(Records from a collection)
..........

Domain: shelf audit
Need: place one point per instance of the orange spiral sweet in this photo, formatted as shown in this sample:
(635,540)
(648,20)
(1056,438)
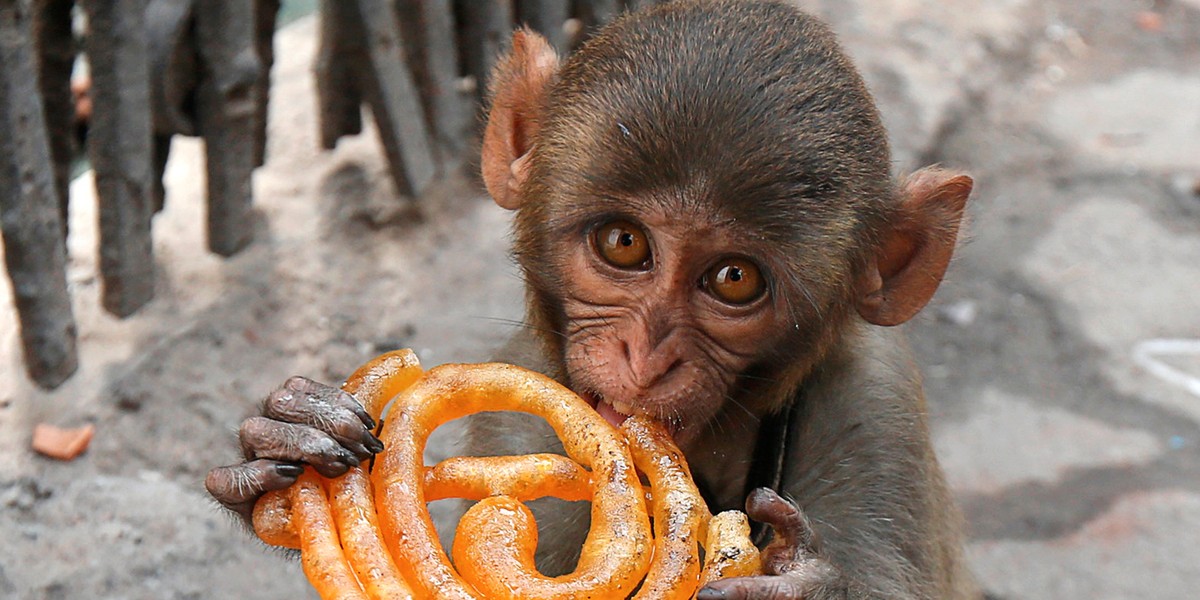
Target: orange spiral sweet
(371,537)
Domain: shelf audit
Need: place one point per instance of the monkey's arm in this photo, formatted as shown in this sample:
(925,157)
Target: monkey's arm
(301,423)
(874,516)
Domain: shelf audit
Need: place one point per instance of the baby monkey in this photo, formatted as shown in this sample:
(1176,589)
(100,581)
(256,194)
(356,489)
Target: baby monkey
(712,237)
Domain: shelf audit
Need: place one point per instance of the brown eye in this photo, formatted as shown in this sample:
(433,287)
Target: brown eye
(623,245)
(735,281)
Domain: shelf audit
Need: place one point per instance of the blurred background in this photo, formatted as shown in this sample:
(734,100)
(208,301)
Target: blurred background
(1061,355)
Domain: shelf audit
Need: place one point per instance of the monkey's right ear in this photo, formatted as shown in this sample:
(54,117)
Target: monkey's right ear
(520,83)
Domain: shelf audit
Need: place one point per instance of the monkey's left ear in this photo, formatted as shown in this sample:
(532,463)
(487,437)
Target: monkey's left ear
(520,83)
(917,250)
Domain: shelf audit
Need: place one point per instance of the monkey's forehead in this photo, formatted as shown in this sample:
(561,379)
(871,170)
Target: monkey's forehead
(754,97)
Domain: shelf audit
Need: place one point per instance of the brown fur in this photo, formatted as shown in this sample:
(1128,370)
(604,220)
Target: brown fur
(747,118)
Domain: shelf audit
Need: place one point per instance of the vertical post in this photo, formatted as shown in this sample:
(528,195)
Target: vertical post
(120,150)
(265,13)
(547,18)
(55,60)
(226,107)
(429,30)
(634,5)
(595,13)
(29,213)
(339,97)
(486,29)
(394,100)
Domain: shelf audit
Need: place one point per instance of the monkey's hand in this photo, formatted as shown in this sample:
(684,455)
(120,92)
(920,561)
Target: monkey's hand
(301,423)
(792,565)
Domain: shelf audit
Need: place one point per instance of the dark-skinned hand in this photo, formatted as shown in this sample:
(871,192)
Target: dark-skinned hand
(792,565)
(301,423)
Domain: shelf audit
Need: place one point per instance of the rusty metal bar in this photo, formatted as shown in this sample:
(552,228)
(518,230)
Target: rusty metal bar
(432,51)
(265,13)
(486,31)
(547,18)
(227,105)
(120,149)
(394,100)
(55,60)
(339,97)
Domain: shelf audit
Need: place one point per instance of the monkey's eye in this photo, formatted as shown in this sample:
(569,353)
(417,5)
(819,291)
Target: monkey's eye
(623,245)
(735,281)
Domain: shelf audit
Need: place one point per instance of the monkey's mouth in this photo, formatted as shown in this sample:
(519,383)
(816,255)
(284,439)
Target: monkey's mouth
(612,412)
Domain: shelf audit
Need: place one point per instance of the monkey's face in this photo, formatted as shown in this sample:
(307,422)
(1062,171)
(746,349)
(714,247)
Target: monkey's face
(663,313)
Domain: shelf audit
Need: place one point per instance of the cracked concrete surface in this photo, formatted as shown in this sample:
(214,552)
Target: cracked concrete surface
(1075,459)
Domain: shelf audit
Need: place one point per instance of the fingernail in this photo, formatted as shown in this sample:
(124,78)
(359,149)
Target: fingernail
(288,469)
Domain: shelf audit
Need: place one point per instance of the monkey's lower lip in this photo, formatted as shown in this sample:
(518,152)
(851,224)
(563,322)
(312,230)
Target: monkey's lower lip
(605,409)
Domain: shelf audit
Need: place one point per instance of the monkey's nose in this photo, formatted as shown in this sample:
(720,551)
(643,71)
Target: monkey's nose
(648,367)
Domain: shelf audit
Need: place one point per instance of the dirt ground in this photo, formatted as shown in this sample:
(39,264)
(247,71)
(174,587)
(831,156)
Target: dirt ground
(1062,358)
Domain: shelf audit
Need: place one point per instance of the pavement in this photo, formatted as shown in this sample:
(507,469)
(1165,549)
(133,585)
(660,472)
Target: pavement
(1061,357)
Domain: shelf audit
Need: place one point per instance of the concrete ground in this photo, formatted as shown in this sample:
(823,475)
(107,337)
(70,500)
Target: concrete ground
(1062,357)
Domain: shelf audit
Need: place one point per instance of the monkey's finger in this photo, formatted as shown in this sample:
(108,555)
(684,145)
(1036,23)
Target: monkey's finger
(303,401)
(762,587)
(792,528)
(288,442)
(239,486)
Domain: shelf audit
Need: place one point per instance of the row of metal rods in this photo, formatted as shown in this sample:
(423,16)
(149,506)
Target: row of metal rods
(201,67)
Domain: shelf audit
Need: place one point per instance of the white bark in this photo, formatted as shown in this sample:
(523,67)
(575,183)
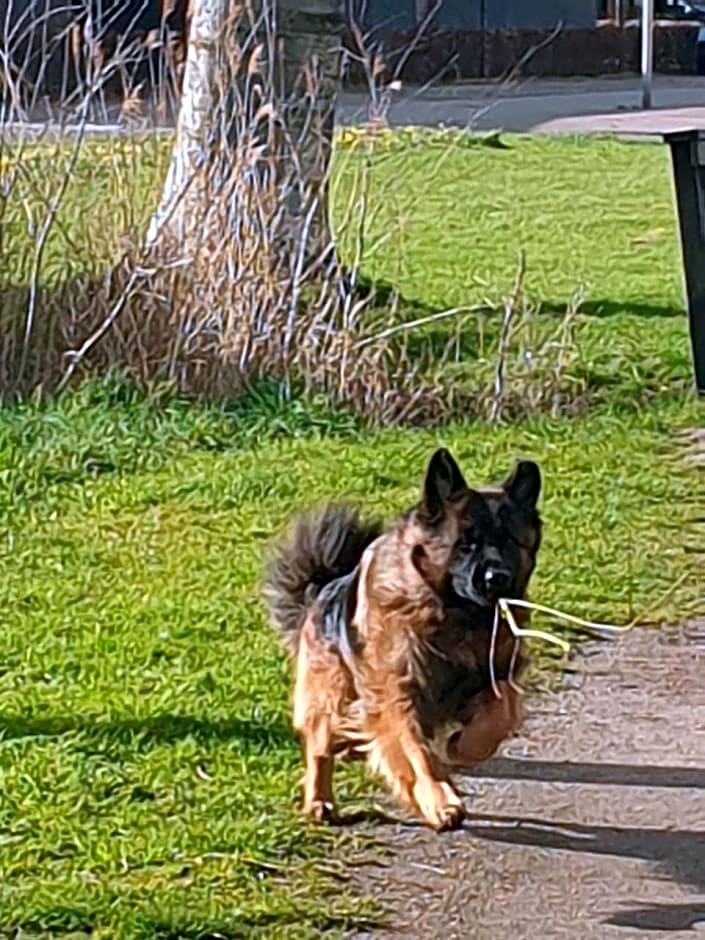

..........

What is being asked –
Images are to be skipped, and each line above is to be returned exactly.

Exercise result –
Domain: shelf audit
Need: place one point per instance of the orange spiral sweet in this photo, formatted as shown in this sample:
(635,540)
(648,20)
(1056,438)
Target: orange spiral sweet
(371,537)
Domain: shelf audit
Need: place one point per instance of the monkey's arm in this photo, formatted as shown in this sample:
(925,157)
Target: monkey's arm
(301,423)
(874,516)
Domain: shelf audit
Need: place one point per instance of the baby monkey in this photo, formatted as shown in this sample:
(1176,589)
(100,581)
(256,194)
(356,489)
Target: baby monkey
(712,237)
Domain: shelf audit
Need: place one point per instance of the brown eye in this photo, formatted as shown in this sample:
(433,287)
Target: brown eye
(623,245)
(735,281)
Domain: shelf audit
Need: place one point per instance of the blurred background in this photo, formatted as shown in this sample:
(734,100)
(208,301)
Target: blurred background
(1061,355)
Domain: shelf audit
Need: place one point per instance of the monkey's right ear in this photo, formatted as shown in this sample:
(54,117)
Target: monkey's right ear
(520,83)
Domain: shelf audit
Need: place one point per instance of the monkey's left ear in this photo, formatted as shown in this sample:
(532,463)
(487,437)
Target: monkey's left ear
(520,83)
(917,250)
Domain: shelf audit
Need: place one point per instance of the monkey's forehead in this photo, formatted as shown in this sample:
(561,379)
(871,170)
Target: monkey's forehead
(754,97)
Domain: shelf audit
Need: place one point per instance of the brown fur in this photo, formatted as shown in this sample:
(1128,370)
(604,220)
Target: brown fur
(747,118)
Domain: shelf audit
Need: place one point per instance of the vertical post in this photo, formatted as shown in this sample:
(528,195)
Target: vertical post
(120,150)
(265,13)
(547,18)
(55,60)
(226,107)
(429,30)
(634,5)
(595,13)
(29,213)
(339,97)
(486,29)
(394,100)
Domain: shelf audit
Need: place one point per instance of the monkey's hand in this photo, formatted as shown in this sample:
(684,455)
(120,92)
(920,561)
Target: monkey's hand
(301,423)
(792,565)
Domain: shelf audit
Need: place one point per instance of the dark-skinned hand in this photo, formatted as shown in this sample:
(871,192)
Target: dark-skinned hand
(792,565)
(301,423)
Domain: shelf audit
Need: place one point per instance of the rusty metal bar in this photo, formatted as shown in this sample:
(552,228)
(518,230)
Target: rusty metal bar
(432,51)
(265,13)
(486,31)
(547,18)
(227,105)
(120,149)
(394,100)
(55,60)
(339,97)
Domain: shelf audit
Need: place one point per instance of the monkey's eye in this photo, formatted as shown in this sample:
(569,353)
(417,5)
(819,291)
Target: monkey's eye
(623,245)
(735,281)
Domain: shelf audit
Need: place one point per instance of the monkey's mouth in this photo, formatted as shown in this sample:
(519,383)
(816,255)
(284,439)
Target: monkey's mouth
(612,412)
Domain: shelf audit
Need: place one point per instance of the monkey's face in this photo, formatted as shown in this sample:
(307,422)
(1062,171)
(746,349)
(714,247)
Target: monkey's face
(663,313)
Domain: shelf audit
Need: place one point per instance of the cracked concrete surface in this photo, formatted as shown in this sample:
(214,552)
Target: cracked concrete surface
(1075,459)
Domain: shelf audit
Need: place one point per instance of the fingernail in this photo, formatted as shown in this sample:
(124,78)
(359,149)
Target: fingernail
(288,469)
Domain: shelf audit
Need: place one point per instance of the monkey's lower lip in this photo, formatted as shown in this sample:
(518,152)
(851,224)
(563,322)
(312,230)
Target: monkey's lower lip
(605,409)
Domain: shelf audit
Need: place one point per instance of the monkey's nose in this photo, formatted as shown in this sample:
(720,551)
(643,71)
Target: monkey's nose
(648,367)
Domain: shelf audit
Need: place one point per instance of the dirt ground in this photo, formatted as shown in this sample:
(39,264)
(247,71)
(174,587)
(831,156)
Target: dirt ground
(1062,358)
Domain: shelf audit
Need: place one point per instance of the pavement in this photo, formatted as shown in this sample:
(507,469)
(1165,549)
(133,585)
(660,472)
Target: pavement
(1061,357)
Domain: shelf audit
Need: place one point per instance of the concrete ground in this photo, formatted as shown in this sample:
(823,475)
(107,337)
(70,500)
Target: concrete ground
(1062,357)
Domain: shelf audit
Need: place one point per instance of the monkey's finger in this photo, formatted as shown in this sample:
(108,555)
(684,145)
(1036,23)
Target: monkey's finger
(303,401)
(762,587)
(792,528)
(288,442)
(239,486)
Domain: shelf audit
Need: place one point per instance of the row of metal rods in this photo, formatted as shown in this sample:
(423,16)
(149,506)
Target: row of metal rods
(201,67)
Domain: shelf audit
Need: place one point per instance of the white bark in this photo, formatted as shown in this sample:
(523,67)
(575,183)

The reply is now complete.